WHAT TO WORK ON
Reproduce each entry exactly as written.

-=-=-=-=-

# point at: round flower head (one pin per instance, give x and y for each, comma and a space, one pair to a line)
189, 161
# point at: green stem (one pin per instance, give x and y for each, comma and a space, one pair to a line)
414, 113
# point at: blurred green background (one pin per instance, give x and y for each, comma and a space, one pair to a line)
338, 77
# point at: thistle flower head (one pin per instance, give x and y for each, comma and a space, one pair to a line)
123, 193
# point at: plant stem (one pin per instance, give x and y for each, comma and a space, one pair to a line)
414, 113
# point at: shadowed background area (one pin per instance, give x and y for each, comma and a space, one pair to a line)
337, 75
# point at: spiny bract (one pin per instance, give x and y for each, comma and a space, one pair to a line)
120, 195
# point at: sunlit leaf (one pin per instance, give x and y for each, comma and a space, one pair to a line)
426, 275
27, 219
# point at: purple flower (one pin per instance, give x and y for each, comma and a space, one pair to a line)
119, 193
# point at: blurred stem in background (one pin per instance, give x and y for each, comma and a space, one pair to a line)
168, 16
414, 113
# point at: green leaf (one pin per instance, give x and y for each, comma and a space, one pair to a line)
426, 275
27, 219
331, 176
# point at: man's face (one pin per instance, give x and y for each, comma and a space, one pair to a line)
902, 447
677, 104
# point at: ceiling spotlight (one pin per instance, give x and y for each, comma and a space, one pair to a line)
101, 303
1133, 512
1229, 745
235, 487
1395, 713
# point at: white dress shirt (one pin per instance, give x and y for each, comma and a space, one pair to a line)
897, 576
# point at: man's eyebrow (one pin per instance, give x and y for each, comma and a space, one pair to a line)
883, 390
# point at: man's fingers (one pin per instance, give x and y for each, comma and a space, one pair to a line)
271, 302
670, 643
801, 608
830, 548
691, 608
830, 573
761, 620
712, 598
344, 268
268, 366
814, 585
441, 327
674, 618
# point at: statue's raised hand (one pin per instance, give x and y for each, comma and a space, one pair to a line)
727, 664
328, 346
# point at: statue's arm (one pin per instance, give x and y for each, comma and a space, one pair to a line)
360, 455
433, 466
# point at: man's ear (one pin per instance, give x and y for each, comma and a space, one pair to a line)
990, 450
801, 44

-=-=-=-=-

SOLUTION FOR THIS TASK
# point at: round flower head (one pin per instance, give x and y for each, comma and a space, one pair to a line)
189, 161
# point at: green stem (one pin per instance, give x and y for each, comma and a space, one pair to a line)
414, 113
# point at: blurred green background (one pin per instance, give x and y for each, comma and a space, one pair to a line)
338, 77
# point at: thistle flower head (one pin per instance, give x and y for each, comma and a space, one pair to a line)
123, 193
# point at: plant stem (one pin per instance, give x and y for each, comma and a space, one pair to a line)
414, 113
# point at: shadowed background area (one pin per instance, give x and y for each, comma and a space, one pair to a line)
337, 75
# point at: spiny bract (one pin per instance, give x and y for each, comma and a space, one pair to a line)
120, 195
# point at: sunlit leaf (one pin per instance, give x and y for each, comma and a space, one pair to a line)
426, 275
27, 219
# point at: purple flower (one pin per instance, give x and y for each, comma and a space, one pair to a line)
119, 193
# point at: blurred stem in background (one pin per instance, give x and y for each, comma and a space, one pair to a line)
168, 16
414, 113
# point at: green leaf (one pin per instance, give x and y for each, comma and a space, one pair to a line)
426, 275
27, 219
331, 176
# point at: man's face (one pin per instance, give x and y for each, comma and a space, one pair to a line)
902, 447
677, 104
# point at: ceiling spotlight (one pin per instance, give x and y for each, comma and a space, one pair to a line)
101, 303
1133, 512
1229, 745
235, 487
1395, 713
# point at: white dress shirt (one pin per instance, give x and y for each, comma and a space, one pair to a line)
897, 576
# point at: man's eyebrow (one pin per instance, give x and y for each, comma and a space, one pair to a line)
883, 390
# point at: man's fingers (one pin per instance, give x and y for each, comma and a space, one pair to a line)
271, 302
670, 643
801, 608
830, 548
691, 608
830, 573
761, 620
712, 598
344, 268
268, 366
814, 585
441, 327
674, 618
# point at: statue's raised hand (one pin per instance, give x and y for each, comma and a space, one pair to a line)
727, 664
328, 346
# point at: statue's arm (one pin per instance, give x and y for each, comma and a space, one pair to a line)
360, 455
433, 466
# point at: man's ear (one pin per instance, give x and y for each, comma and a space, one pair to a line)
990, 450
801, 44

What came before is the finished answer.